__WHAT IS EXPECTED__:
Below are records; copy every line among them that contains the word "stretch".

__SOURCE MATERIAL__:
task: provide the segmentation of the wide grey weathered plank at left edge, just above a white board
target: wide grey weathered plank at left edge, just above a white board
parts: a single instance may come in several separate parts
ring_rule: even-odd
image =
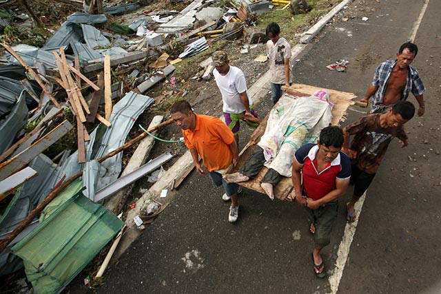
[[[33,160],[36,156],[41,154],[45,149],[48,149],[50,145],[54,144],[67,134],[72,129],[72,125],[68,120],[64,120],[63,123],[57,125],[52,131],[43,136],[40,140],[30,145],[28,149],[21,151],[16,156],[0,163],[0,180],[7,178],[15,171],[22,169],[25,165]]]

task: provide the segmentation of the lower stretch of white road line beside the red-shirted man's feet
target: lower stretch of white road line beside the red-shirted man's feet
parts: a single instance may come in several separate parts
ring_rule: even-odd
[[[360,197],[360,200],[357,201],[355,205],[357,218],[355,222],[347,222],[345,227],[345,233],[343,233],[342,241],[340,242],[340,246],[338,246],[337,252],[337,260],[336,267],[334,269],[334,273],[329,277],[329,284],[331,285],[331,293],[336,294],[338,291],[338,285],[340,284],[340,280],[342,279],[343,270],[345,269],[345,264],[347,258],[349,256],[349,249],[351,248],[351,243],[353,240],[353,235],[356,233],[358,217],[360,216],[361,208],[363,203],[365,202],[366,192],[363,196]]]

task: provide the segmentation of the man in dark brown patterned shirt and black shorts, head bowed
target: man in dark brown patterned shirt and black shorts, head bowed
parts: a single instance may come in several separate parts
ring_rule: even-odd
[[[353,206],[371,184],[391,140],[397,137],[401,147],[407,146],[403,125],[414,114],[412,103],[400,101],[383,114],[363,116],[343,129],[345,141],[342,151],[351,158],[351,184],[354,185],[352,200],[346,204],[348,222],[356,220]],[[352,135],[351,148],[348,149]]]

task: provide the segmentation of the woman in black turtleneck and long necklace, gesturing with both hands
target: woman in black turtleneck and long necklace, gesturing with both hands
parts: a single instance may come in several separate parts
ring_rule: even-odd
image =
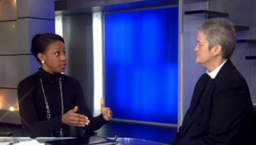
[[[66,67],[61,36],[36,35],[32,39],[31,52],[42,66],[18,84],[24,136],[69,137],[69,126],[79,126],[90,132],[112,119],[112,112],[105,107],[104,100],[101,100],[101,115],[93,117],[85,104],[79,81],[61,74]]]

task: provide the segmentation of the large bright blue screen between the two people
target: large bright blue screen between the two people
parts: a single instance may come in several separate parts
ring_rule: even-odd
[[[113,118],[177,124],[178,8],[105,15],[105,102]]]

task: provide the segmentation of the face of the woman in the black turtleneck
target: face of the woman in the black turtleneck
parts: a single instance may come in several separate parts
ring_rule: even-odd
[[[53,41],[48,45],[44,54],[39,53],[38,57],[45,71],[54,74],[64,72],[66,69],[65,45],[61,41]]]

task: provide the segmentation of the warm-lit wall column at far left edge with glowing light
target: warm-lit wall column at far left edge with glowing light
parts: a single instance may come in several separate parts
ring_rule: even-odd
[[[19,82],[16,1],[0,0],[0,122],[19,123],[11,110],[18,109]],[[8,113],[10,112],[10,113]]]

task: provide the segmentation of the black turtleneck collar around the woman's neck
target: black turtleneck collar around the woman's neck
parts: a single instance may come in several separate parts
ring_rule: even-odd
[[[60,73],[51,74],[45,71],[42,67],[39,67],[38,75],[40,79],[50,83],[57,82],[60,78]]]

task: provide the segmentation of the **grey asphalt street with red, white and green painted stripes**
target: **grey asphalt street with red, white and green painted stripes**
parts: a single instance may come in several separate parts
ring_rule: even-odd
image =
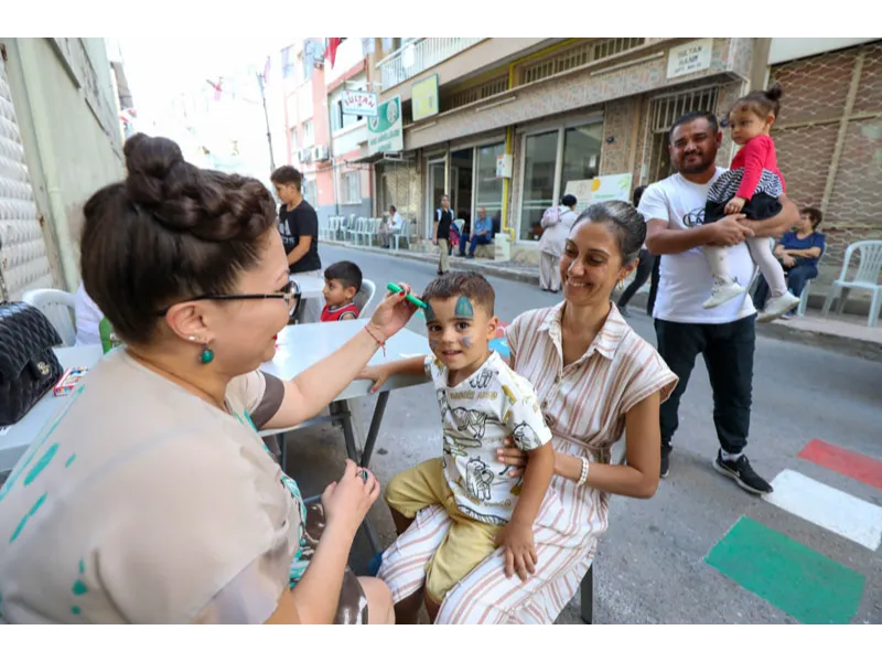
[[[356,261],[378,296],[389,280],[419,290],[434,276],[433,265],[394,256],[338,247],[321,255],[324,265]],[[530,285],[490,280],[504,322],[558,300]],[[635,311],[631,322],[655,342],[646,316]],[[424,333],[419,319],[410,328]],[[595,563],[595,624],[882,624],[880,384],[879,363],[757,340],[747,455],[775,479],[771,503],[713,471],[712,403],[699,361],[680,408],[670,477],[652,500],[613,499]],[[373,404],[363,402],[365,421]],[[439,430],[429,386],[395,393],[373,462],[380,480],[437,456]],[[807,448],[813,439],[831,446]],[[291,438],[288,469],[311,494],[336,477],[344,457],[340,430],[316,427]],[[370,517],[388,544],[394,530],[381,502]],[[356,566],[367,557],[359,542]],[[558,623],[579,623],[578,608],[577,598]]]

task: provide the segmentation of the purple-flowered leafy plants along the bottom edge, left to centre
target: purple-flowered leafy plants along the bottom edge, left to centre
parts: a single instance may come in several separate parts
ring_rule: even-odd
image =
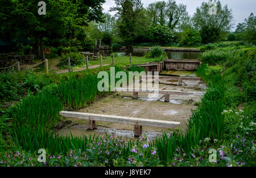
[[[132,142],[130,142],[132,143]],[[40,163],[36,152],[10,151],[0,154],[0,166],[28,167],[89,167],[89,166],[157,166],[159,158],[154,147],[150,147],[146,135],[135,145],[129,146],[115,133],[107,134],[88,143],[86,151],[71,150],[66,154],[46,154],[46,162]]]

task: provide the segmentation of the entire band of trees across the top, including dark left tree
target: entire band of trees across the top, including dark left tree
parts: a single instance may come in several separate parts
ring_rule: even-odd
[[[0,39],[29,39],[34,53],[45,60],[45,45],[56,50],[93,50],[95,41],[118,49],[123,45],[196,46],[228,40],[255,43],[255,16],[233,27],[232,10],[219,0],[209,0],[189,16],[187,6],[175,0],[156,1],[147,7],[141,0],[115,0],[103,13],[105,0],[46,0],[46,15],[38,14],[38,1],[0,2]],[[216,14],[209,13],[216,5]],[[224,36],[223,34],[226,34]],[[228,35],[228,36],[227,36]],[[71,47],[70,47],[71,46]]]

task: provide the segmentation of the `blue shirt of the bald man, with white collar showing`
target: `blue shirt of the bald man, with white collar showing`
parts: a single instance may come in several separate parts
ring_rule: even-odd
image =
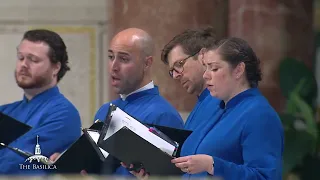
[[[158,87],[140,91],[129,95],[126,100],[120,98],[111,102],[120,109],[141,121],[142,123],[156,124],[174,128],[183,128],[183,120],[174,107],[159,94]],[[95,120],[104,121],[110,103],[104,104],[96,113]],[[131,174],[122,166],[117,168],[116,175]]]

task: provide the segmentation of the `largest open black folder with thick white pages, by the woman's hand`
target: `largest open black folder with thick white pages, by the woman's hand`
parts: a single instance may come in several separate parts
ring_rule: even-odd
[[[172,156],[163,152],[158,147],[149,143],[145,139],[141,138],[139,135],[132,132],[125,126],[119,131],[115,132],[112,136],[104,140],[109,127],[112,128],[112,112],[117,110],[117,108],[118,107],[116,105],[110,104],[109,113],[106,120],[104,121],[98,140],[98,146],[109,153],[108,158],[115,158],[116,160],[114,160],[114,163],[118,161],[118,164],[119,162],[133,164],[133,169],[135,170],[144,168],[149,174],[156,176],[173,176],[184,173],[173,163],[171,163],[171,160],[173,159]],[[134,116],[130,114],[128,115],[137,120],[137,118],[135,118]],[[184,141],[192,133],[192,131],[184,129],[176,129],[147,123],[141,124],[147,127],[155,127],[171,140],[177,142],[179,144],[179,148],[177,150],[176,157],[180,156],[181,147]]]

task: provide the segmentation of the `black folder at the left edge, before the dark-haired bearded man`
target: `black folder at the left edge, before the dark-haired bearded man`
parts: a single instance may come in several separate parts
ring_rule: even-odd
--
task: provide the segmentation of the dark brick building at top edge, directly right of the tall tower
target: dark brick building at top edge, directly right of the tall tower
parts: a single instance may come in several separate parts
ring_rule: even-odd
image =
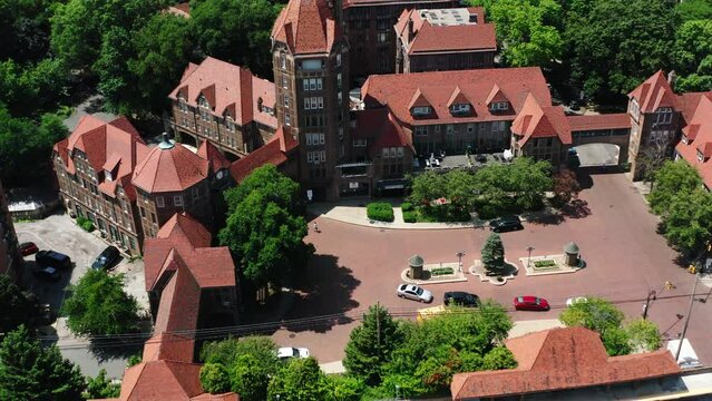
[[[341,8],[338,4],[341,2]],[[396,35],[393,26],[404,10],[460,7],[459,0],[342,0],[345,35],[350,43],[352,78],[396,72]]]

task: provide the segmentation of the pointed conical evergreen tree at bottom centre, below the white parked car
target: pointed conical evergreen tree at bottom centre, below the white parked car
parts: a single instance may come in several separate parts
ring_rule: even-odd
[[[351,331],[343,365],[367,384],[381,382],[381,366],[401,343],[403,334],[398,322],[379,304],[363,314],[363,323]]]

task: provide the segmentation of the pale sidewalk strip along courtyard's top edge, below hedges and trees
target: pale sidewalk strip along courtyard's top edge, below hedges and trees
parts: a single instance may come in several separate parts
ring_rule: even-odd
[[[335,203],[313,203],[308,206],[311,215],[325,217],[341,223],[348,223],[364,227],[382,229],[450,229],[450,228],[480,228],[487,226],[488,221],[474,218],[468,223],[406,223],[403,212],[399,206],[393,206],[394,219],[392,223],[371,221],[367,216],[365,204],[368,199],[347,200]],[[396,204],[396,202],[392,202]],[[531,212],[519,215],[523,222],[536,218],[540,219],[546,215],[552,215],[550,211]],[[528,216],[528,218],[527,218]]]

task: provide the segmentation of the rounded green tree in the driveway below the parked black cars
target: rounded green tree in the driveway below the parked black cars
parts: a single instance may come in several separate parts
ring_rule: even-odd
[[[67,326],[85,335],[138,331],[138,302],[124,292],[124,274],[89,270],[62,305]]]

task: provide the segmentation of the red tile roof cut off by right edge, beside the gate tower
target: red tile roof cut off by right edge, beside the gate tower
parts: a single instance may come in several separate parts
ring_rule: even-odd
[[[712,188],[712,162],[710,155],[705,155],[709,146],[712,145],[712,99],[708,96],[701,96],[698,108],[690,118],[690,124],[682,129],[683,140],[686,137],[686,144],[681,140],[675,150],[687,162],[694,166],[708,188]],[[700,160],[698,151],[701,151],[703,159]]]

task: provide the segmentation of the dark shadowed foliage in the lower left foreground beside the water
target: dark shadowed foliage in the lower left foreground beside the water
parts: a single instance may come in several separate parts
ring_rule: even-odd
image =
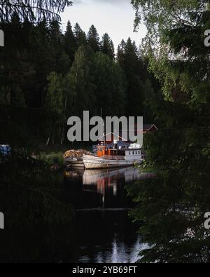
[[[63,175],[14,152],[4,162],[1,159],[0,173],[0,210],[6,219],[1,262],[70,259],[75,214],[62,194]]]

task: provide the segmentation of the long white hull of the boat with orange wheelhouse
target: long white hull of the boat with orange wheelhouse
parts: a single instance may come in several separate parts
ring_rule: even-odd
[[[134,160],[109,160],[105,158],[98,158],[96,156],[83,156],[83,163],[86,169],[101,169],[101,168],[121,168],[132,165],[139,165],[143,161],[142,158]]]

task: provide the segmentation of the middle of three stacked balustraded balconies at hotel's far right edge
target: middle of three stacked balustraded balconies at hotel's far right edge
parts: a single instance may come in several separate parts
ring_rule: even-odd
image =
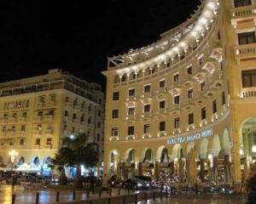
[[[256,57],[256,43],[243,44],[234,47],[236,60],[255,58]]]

__EXERCISE OUTPUT__:
task: provide the segmentation of the lower stretch of white road line beside the red-shirted man's feet
target: lower stretch of white road line beside the red-shirted man's feet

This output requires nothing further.